Instructions ▸
A: According to the Scitags and N-DISE text, which university leads the N-DISE project?
B: Extend the Scitags and N-DISE text, starting right after its final sentence.

Source extract ▸
□ □ □ □ □

This Scitags initiative is developing multiple building blocks to achieve both enhanced visibility into network flows and enhanced efficiency based on the information provided by that enhanced visibility. Objectives include a) developing an overall architecture with a defined standard set of markings, b) providing methods for marking network traffic that would be easy to implement, e.g., reliance on VMs and containers, c) creating techniques for reading/monitoring/validating/analyzing those markings, d) determining appropriate responses/actions based on those analyses, and e) communication channels that provide information of these methods to wider communities, including recommendations on specific hardware, software, protocols, and configurations.

Named Data Networking for Data Intensive Science Experiments (N-DISE)

 

iCAIR provides services and infrastructure support for the NDN for Data Intensive Science Experiments (N-DISE) project (led by Northeastern University), which is directed at accelerating the pace of breakthroughs and innovations in data-intensive science fields such as the Large Hadron Collider (LHC) high energy physics program and the BioGenome and human genome projects. Based on Named Data Networking (NDN), a data-centric emerging Internet architecture, N-DISE is prototyping the deployment of a highly efficient and field-tested petascale data distribution, caching, access, and analysis system serving major science programs. 

The N-DISE project builds on recently developed high-throughput NDN caching and forwarding methods containerization techniques, leverage the integration of NDN and SDN systems concepts and algorithms with the mainstream data distribution, processing, and management systems of CMS, as well as the integration with Field Programmable Gate Arrays (FPGA) acceleration subsystems, to produce a system capable of delivering LHC and genomic data over a wide area network at throughputs approaching 100 Gbits per second, while dramatically decreasing download times. N-DISE leverages existing infrastructure to build an enhanced testbed with high-performance NDN data cache servers at participating institutions.

To achieve high performance, N-DISE leverages the following key components: (1) the transparent integration of NDN with the current CMS software stack via an NDN-based XRootD Open Storage System plugin, (2) joint caching and multipath forwarding capabilities of the VIP algorithm, (3) integration with FPGA acceleration subsystems, (4) SDN support for NDN, including through AutoGOLE/SENSE.

□ □ □ □ □

Data to examine ▸
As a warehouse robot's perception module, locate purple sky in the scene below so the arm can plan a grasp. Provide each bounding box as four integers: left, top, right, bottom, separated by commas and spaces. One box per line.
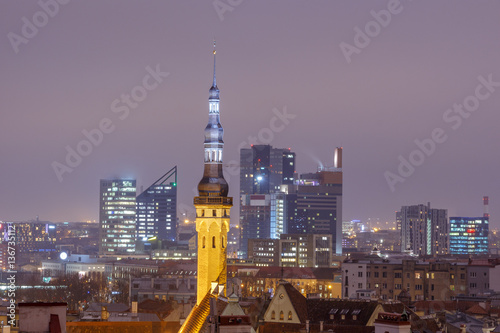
0, 0, 500, 227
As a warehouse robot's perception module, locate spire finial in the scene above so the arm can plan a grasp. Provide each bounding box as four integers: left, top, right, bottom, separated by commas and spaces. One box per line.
212, 38, 217, 87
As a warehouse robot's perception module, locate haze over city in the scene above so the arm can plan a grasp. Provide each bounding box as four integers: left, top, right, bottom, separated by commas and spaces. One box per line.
0, 1, 500, 228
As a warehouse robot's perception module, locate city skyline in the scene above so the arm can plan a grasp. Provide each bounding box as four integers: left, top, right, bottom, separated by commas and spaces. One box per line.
0, 1, 500, 229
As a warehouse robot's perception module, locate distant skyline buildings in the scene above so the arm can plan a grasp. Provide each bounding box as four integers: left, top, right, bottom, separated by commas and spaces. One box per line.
99, 179, 137, 255
396, 202, 450, 255
240, 145, 296, 256
450, 216, 489, 254
136, 166, 177, 241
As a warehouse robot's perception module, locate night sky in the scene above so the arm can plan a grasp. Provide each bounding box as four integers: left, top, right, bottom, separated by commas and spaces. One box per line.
0, 0, 500, 228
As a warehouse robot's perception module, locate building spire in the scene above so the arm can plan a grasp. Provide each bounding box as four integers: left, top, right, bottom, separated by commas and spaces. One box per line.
212, 39, 217, 87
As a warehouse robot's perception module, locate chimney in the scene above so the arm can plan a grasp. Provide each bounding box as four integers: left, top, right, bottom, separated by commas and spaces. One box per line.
483, 197, 490, 219
333, 147, 342, 169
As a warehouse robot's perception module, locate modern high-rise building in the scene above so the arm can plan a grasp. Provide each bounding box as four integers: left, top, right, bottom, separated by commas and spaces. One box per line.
240, 145, 295, 256
450, 216, 489, 254
99, 179, 136, 255
240, 145, 295, 194
287, 168, 343, 254
136, 166, 177, 241
396, 203, 449, 255
248, 234, 332, 267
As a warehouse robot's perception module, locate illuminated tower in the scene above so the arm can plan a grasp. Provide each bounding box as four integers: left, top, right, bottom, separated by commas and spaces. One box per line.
194, 42, 233, 305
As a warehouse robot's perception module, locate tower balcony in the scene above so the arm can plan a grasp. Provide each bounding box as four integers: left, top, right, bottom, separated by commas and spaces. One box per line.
194, 197, 233, 206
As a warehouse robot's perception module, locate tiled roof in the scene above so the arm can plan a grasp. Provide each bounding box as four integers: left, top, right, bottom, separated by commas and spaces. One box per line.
465, 303, 488, 315
179, 291, 212, 333
282, 281, 308, 323
307, 299, 378, 326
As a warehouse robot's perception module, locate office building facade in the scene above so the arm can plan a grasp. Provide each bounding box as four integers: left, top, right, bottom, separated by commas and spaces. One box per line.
396, 203, 449, 255
450, 216, 489, 254
99, 179, 136, 255
136, 166, 177, 241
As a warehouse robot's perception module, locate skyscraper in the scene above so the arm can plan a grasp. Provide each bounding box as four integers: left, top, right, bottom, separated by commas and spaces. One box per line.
192, 43, 233, 304
99, 179, 136, 254
240, 145, 295, 194
287, 161, 343, 254
137, 166, 177, 241
450, 216, 489, 254
396, 203, 449, 255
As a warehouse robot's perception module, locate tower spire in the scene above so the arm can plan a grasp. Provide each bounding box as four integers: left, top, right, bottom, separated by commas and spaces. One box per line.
212, 39, 217, 87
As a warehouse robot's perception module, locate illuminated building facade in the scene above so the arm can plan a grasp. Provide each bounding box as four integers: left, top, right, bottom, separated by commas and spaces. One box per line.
99, 179, 136, 255
248, 234, 332, 267
0, 219, 56, 253
450, 216, 489, 254
240, 145, 295, 194
240, 145, 295, 256
136, 166, 177, 241
396, 203, 449, 255
286, 161, 343, 254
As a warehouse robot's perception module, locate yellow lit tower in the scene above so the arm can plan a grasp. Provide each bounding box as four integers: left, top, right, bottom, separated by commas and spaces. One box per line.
194, 42, 233, 304
179, 42, 233, 333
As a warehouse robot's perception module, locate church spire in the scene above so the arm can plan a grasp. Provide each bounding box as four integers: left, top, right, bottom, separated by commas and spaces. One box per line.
198, 41, 228, 197
212, 39, 217, 88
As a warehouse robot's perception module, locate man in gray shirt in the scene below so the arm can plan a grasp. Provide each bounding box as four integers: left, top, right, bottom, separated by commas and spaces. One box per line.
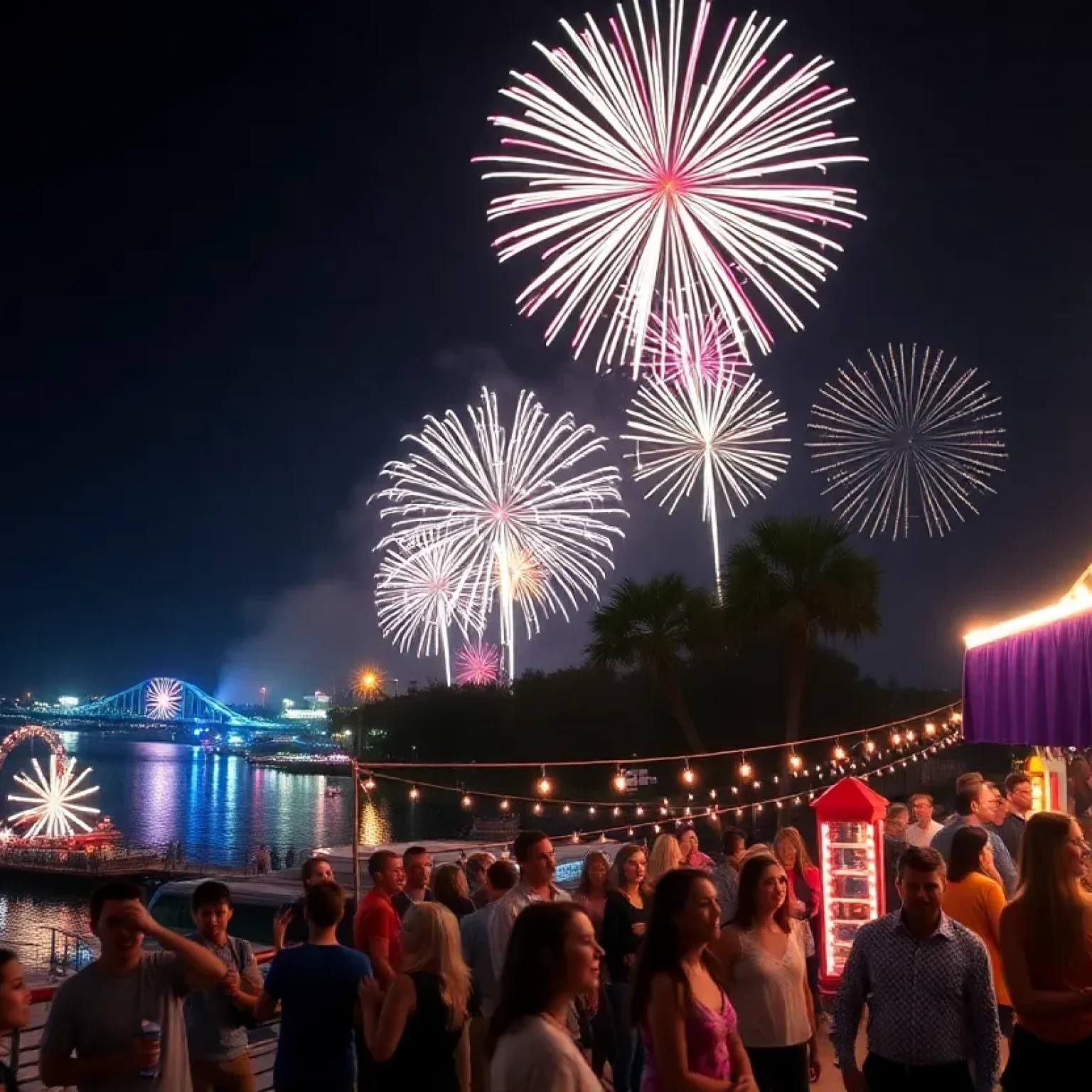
39, 880, 227, 1092
186, 880, 262, 1092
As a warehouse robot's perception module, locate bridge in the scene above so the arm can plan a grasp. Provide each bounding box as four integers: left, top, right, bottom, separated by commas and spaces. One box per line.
34, 676, 284, 729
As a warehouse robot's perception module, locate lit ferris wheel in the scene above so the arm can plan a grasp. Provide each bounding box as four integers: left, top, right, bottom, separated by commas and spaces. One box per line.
144, 678, 183, 721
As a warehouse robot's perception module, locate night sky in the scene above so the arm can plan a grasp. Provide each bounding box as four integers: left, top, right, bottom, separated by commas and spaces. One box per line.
0, 0, 1092, 700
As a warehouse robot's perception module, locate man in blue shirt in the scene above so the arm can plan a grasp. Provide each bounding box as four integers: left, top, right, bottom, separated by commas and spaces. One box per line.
255, 884, 371, 1092
931, 781, 1017, 899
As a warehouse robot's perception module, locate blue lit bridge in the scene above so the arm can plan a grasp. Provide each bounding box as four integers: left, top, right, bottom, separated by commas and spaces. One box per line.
34, 676, 284, 729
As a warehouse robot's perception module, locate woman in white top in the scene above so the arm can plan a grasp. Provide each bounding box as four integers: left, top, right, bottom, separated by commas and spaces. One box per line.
713, 855, 819, 1092
486, 902, 603, 1092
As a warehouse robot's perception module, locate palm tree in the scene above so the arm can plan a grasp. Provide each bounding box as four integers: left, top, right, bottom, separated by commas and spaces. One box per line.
584, 572, 715, 754
724, 515, 880, 740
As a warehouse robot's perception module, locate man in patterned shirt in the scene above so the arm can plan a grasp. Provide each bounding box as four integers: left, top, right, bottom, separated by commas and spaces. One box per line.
831, 846, 1002, 1092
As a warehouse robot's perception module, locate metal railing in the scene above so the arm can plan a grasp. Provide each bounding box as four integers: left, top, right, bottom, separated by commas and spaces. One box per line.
8, 948, 281, 1092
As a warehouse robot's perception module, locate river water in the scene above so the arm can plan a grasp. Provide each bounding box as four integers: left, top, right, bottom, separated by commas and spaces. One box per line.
0, 727, 459, 965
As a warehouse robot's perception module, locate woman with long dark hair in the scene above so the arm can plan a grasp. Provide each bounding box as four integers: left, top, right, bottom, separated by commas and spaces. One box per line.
485, 902, 603, 1092
0, 948, 31, 1092
943, 827, 1012, 1039
601, 845, 650, 1092
632, 868, 754, 1092
572, 850, 615, 1078
1002, 811, 1092, 1092
713, 856, 819, 1092
432, 864, 474, 921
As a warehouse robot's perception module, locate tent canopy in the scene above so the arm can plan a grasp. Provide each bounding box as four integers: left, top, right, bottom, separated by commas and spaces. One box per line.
963, 566, 1092, 747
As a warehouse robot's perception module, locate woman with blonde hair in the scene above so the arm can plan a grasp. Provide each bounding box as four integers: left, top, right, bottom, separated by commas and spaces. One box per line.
360, 902, 471, 1092
773, 827, 823, 1017
648, 835, 682, 887
1002, 811, 1092, 1092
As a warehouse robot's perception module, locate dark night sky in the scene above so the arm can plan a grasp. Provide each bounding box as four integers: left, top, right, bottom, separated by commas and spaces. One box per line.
0, 0, 1092, 699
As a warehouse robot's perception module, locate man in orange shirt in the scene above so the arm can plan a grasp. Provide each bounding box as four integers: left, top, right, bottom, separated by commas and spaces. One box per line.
353, 850, 406, 990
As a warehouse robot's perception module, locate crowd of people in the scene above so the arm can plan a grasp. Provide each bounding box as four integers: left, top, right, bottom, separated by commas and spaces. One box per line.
0, 774, 1092, 1092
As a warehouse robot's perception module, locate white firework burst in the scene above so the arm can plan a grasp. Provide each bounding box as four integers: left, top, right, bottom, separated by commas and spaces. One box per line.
144, 678, 183, 721
8, 754, 98, 837
623, 370, 790, 595
377, 390, 626, 678
476, 0, 864, 378
375, 530, 483, 686
808, 345, 1008, 540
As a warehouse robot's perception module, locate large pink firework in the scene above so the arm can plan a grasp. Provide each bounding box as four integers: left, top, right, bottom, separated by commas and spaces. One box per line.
478, 0, 862, 378
644, 300, 751, 387
456, 641, 500, 686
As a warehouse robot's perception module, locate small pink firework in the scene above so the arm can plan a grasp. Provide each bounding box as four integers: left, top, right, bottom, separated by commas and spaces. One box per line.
643, 300, 751, 387
456, 641, 500, 686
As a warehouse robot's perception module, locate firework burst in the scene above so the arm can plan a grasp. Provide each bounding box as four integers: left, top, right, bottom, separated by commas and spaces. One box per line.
476, 0, 862, 378
377, 390, 626, 678
623, 371, 790, 595
808, 345, 1008, 540
456, 641, 500, 686
375, 530, 481, 686
144, 678, 183, 721
8, 754, 98, 837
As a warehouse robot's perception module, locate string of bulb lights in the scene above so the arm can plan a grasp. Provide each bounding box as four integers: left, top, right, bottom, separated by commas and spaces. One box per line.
363, 722, 962, 846
358, 701, 963, 773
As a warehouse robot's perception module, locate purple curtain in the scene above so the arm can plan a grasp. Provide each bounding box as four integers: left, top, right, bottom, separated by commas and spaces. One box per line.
963, 611, 1092, 747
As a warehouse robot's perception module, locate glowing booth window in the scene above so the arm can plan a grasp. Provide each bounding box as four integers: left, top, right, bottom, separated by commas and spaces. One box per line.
811, 778, 888, 992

□ □ □ □ □

Exercise results ▸
A: Northeastern University

B:
In-Band (In-Network Computing)

iCAIR is participating in several research projects exploring the potential of in-band or in-networking computing. Modern scientific instruments, such as radio telescopes, mass sensor arrays, and detectors at synchrotron light sources, generate data at such high rates that in-band or online processing is needed for data reduction, feature detection, analytics, and experiment steering. The same high data rates also require memory-to-memory streaming from instrument to remote high-performance computers (HPC) because local computational capacity is limited, and data transmissions that engage the file systems using traditional methods introduce unacceptable latencies.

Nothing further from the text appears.